> **Given records**:
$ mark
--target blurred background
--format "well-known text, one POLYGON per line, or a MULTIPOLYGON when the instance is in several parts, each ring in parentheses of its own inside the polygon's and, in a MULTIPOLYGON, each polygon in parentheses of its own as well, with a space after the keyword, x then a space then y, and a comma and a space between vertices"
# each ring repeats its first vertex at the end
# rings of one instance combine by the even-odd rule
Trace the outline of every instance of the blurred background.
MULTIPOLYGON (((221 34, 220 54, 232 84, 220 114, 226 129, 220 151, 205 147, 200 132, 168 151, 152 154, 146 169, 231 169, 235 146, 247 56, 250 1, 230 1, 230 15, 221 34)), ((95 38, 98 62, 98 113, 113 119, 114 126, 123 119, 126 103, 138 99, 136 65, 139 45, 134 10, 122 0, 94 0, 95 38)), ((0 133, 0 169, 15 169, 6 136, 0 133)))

> **Brief**: Copy out every line of the records above word for word.

> **Task output**:
$ mark
--target blurred background
--format "well-known text, one POLYGON per line, or a MULTIPOLYGON when the instance is in several parts, each ring in parentheses of its own inside the polygon's and, in a MULTIPOLYGON, each polygon in parentheses of its own as well, with a space after the keyword, x then a space then y, and a comma and a space between vertices"
# each ring repeats its first vertex at the end
# rings of one instance combine by the even-odd rule
Trace the outline of every instance of the blurred background.
MULTIPOLYGON (((221 34, 220 54, 232 84, 220 114, 226 129, 220 151, 205 147, 200 132, 168 151, 152 154, 146 169, 231 169, 235 146, 247 56, 250 1, 230 1, 230 15, 221 34)), ((95 38, 98 62, 98 113, 113 119, 114 126, 123 119, 126 103, 138 99, 136 65, 139 45, 134 10, 122 0, 94 0, 95 38)), ((0 133, 0 169, 15 169, 6 136, 0 133)))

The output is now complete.